+++ Records provided +++

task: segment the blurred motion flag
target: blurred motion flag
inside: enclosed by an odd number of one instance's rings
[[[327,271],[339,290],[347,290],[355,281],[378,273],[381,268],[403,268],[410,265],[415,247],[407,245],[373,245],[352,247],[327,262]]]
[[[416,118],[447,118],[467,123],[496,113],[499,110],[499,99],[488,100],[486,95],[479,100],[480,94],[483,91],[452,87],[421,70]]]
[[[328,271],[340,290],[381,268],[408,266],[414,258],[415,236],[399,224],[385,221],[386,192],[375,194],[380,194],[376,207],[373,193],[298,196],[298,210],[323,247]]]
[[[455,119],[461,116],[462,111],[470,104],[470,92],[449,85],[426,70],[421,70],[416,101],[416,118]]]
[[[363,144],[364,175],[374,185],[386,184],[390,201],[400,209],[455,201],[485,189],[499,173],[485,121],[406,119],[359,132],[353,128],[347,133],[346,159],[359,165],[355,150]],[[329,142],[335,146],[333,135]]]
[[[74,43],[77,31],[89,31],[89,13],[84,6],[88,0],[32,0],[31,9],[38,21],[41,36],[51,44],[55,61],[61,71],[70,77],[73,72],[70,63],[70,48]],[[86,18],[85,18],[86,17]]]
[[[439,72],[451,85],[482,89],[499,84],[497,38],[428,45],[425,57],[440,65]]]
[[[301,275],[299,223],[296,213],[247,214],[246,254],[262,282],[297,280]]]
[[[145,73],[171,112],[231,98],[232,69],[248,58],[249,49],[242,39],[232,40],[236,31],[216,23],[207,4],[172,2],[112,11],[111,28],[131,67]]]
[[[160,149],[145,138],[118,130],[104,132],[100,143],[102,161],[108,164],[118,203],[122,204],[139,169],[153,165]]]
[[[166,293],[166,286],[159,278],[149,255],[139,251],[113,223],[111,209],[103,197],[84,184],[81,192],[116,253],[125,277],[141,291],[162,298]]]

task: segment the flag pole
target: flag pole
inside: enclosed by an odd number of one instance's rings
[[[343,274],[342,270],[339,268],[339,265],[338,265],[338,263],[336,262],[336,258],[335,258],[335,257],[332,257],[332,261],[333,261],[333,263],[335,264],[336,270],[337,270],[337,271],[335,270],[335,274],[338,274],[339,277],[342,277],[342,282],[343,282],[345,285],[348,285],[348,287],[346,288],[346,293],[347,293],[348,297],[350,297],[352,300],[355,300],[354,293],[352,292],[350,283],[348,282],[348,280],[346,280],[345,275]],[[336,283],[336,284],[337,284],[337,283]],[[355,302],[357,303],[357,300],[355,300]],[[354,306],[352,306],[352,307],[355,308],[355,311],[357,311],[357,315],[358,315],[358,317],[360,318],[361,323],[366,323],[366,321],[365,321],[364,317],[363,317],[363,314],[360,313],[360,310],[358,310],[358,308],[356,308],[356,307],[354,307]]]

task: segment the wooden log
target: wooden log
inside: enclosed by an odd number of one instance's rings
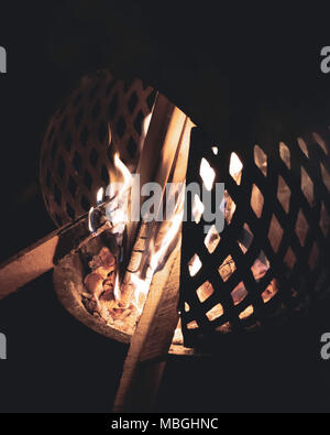
[[[87,216],[65,225],[0,265],[0,300],[52,270],[59,259],[90,236]]]
[[[186,123],[186,115],[168,101],[167,98],[158,94],[138,167],[140,186],[155,182],[162,186],[162,196],[164,197],[166,183],[182,145]],[[135,200],[135,198],[132,198],[132,200]],[[140,204],[143,204],[141,195]],[[160,206],[161,204],[156,207]],[[155,226],[156,222],[154,221],[132,221],[128,225],[128,257],[130,262],[121,286],[121,302],[123,305],[130,303],[133,292],[132,274],[138,273],[139,270],[141,271],[146,242],[151,238]],[[134,243],[133,249],[132,243]]]
[[[185,120],[179,143],[172,162],[172,174],[167,180],[182,183],[186,180],[189,138],[193,122]],[[160,225],[154,237],[162,231]],[[180,235],[180,232],[179,232]],[[139,239],[138,239],[139,241]],[[117,393],[113,412],[151,411],[157,394],[178,323],[178,296],[180,271],[180,237],[169,252],[166,263],[152,280],[140,322],[132,337]]]

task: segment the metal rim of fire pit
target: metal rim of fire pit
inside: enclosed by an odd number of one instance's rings
[[[57,227],[87,213],[97,191],[109,185],[113,146],[136,167],[155,96],[138,78],[118,79],[101,69],[84,76],[55,111],[42,144],[40,183]]]

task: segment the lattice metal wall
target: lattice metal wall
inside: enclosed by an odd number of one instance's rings
[[[330,287],[330,134],[218,151],[195,129],[187,183],[200,164],[224,183],[226,226],[183,229],[180,311],[186,346],[201,337],[282,322]],[[235,151],[233,155],[232,152]],[[243,164],[233,173],[234,161]],[[201,199],[201,198],[199,198]],[[196,198],[187,199],[191,216]],[[211,222],[212,224],[212,222]]]
[[[140,79],[100,70],[82,77],[46,130],[40,178],[46,208],[57,226],[88,211],[110,181],[113,145],[133,171],[143,142],[143,121],[156,93]],[[109,127],[111,138],[109,138]]]

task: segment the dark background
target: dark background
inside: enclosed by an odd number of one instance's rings
[[[79,77],[109,67],[139,76],[222,146],[328,122],[327,11],[223,2],[12,1],[1,4],[1,249],[4,260],[54,229],[38,187],[47,119]],[[276,126],[276,127],[275,127]],[[231,339],[206,360],[170,359],[158,411],[328,411],[330,363],[320,335],[330,307],[276,333]],[[9,359],[1,411],[109,412],[125,347],[78,324],[52,273],[0,302]]]

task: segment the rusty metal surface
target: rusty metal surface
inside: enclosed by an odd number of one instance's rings
[[[232,150],[244,165],[239,182],[230,175],[231,152],[219,146],[215,155],[213,145],[200,130],[194,131],[187,182],[202,184],[199,165],[205,157],[216,181],[224,183],[227,204],[234,203],[235,209],[227,216],[212,253],[205,244],[207,222],[184,222],[180,311],[187,346],[201,336],[212,339],[220,333],[282,323],[308,311],[330,287],[329,130]],[[189,217],[191,200],[187,207]],[[201,268],[191,276],[188,263],[194,255]],[[267,264],[261,275],[255,273],[256,261]],[[234,301],[238,289],[243,295]],[[216,306],[220,309],[209,316]]]
[[[113,150],[130,168],[136,167],[143,120],[154,99],[155,91],[140,79],[117,79],[102,69],[82,77],[56,110],[40,161],[43,198],[56,226],[95,204],[98,188],[109,184]]]

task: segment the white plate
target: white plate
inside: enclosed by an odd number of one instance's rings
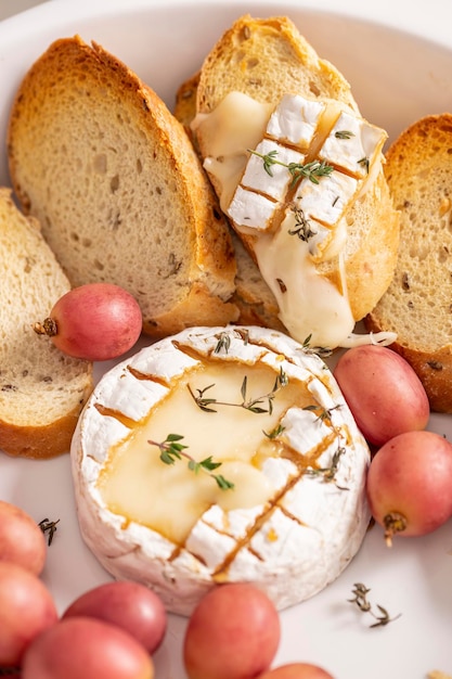
[[[450,15],[445,0],[426,4],[441,3],[443,14]],[[222,31],[247,12],[289,15],[318,52],[349,79],[363,114],[385,127],[391,139],[423,115],[452,110],[452,49],[447,47],[445,28],[451,25],[450,16],[438,16],[432,10],[440,37],[425,40],[415,3],[410,5],[411,34],[395,28],[397,13],[388,14],[385,24],[365,21],[362,0],[345,2],[341,15],[326,11],[334,2],[318,4],[322,11],[315,11],[314,2],[296,0],[205,4],[70,0],[42,4],[0,23],[0,139],[4,140],[11,100],[22,75],[53,39],[78,33],[87,41],[101,42],[171,107],[179,84],[197,69]],[[376,4],[365,3],[373,18]],[[353,17],[352,5],[360,18]],[[397,2],[393,5],[397,10]],[[399,11],[399,15],[404,13]],[[424,15],[427,21],[425,11]],[[430,23],[425,24],[425,33],[434,37]],[[0,183],[10,183],[4,146],[0,150]],[[106,368],[99,366],[96,375]],[[434,415],[429,428],[452,439],[449,415]],[[109,579],[81,542],[67,456],[36,462],[0,453],[0,498],[23,507],[36,521],[60,518],[43,579],[61,611],[88,588]],[[425,679],[435,668],[452,675],[451,527],[449,522],[425,538],[400,538],[391,550],[385,547],[378,527],[371,530],[358,556],[333,585],[282,613],[283,637],[275,664],[318,663],[337,679]],[[373,604],[401,616],[387,627],[370,629],[370,616],[348,602],[358,581],[371,588]],[[156,656],[157,679],[184,679],[181,645],[185,624],[185,619],[170,616],[166,641]]]

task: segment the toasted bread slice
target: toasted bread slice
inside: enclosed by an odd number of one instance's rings
[[[360,117],[358,104],[346,78],[332,64],[320,59],[296,26],[284,16],[261,20],[245,15],[225,31],[204,61],[198,81],[193,78],[186,87],[182,87],[178,115],[184,119],[185,125],[191,92],[194,88],[196,88],[196,117],[193,124],[195,145],[220,196],[223,210],[231,217],[232,226],[259,265],[261,274],[279,299],[281,311],[279,285],[282,283],[281,297],[283,297],[287,290],[285,281],[275,277],[270,281],[268,273],[262,270],[261,260],[256,255],[258,239],[250,235],[246,228],[237,228],[231,212],[227,209],[228,205],[231,205],[230,201],[224,205],[221,200],[224,193],[221,171],[219,178],[216,171],[210,171],[210,168],[212,166],[218,168],[223,159],[221,154],[215,157],[215,153],[211,153],[212,138],[215,143],[217,139],[212,128],[206,128],[203,124],[209,116],[215,115],[228,95],[236,92],[261,106],[268,106],[270,112],[274,111],[285,94],[301,95],[315,102],[334,102],[340,110]],[[253,114],[248,115],[248,120],[250,117]],[[212,155],[214,163],[207,164],[206,161],[208,162]],[[347,298],[350,317],[347,322],[348,324],[351,322],[351,328],[376,305],[387,290],[396,267],[399,215],[392,206],[382,169],[383,162],[384,157],[379,152],[376,169],[369,172],[365,190],[357,193],[354,200],[347,206],[343,219],[343,230],[347,231],[347,238],[340,253],[337,256],[330,254],[317,262],[317,273],[333,283],[339,294]],[[270,232],[274,231],[273,226]],[[275,252],[279,252],[277,247]],[[275,257],[277,258],[277,254]],[[272,257],[272,261],[275,257]],[[315,295],[317,293],[312,291],[311,295],[308,294],[309,299],[304,302],[300,298],[299,305],[294,305],[294,309],[297,307],[301,310],[305,306],[306,313],[311,315]],[[334,304],[332,306],[335,307]],[[331,309],[331,312],[333,318],[336,313],[335,308]],[[313,316],[312,313],[312,318]],[[287,323],[285,324],[287,326]],[[334,323],[324,320],[324,324],[332,328]],[[290,328],[288,330],[293,334]],[[301,336],[296,338],[301,342],[305,340]],[[328,335],[328,340],[334,343],[337,336]],[[343,337],[340,344],[347,345],[347,341],[348,337]]]
[[[8,143],[13,188],[72,285],[121,285],[156,337],[237,318],[230,233],[183,126],[101,46],[49,47]]]
[[[452,412],[452,115],[426,116],[387,152],[386,177],[401,214],[393,280],[365,319],[397,333],[438,412]]]
[[[173,108],[175,116],[185,127],[194,146],[196,146],[196,137],[193,134],[191,125],[196,116],[198,82],[199,72],[182,82],[176,93]],[[219,203],[218,209],[221,209]],[[235,292],[232,297],[232,302],[240,310],[237,322],[243,325],[260,325],[284,332],[285,328],[277,317],[277,302],[262,279],[256,261],[233,230],[231,230],[231,236],[237,267]]]
[[[0,450],[51,458],[68,452],[91,394],[92,366],[64,356],[33,324],[69,289],[38,222],[0,188]]]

+++

Goal —
Return every line of the rows above that contains the string "pole", copying each line in full.

Solution to the problem —
task: segment the flag pole
target: flag pole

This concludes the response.